§ **TASK DESCRIPTION**
Without omitting anything, retype the data that follows.

§ **DATA FOR THIS EXERCISE**
☆ ☆ ☆ ☆
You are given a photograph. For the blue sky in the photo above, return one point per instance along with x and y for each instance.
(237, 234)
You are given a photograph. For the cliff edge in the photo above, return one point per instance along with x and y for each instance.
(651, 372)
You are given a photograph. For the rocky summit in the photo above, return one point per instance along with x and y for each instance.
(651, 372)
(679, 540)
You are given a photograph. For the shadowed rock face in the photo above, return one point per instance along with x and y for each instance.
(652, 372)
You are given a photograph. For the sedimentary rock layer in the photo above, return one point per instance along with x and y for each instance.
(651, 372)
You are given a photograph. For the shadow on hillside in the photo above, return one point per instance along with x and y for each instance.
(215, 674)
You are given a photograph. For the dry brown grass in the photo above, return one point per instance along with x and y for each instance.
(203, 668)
☆ ☆ ☆ ☆
§ **RESPONSE AREA**
You are given a photograph. For the blue sky in the photo above, return one point per instance along with x and y for each instance.
(237, 234)
You are given a photograph. For the cliff edge in the photo above, return one point per instance along with x and y for each instance.
(651, 372)
You are given a photograph. For the rocky summit in the photo above, return one point per instance along with x and y for each instance.
(651, 372)
(679, 540)
You are given a photograph. For the shadowed rock face in the photo above, return one point per instance along with x and y for each instance.
(652, 372)
You are given a photograph. For the sedimentary rock layer in the photo above, return one point per instance along with x and y for each instance.
(651, 372)
You are given a photograph. For the shadow on hillside in the photo above, return one point per instance along with x and y for each instance.
(215, 674)
You are given a photograph. For the dry brown grass in the photo above, return one point per instance along with x and y for each instance.
(203, 668)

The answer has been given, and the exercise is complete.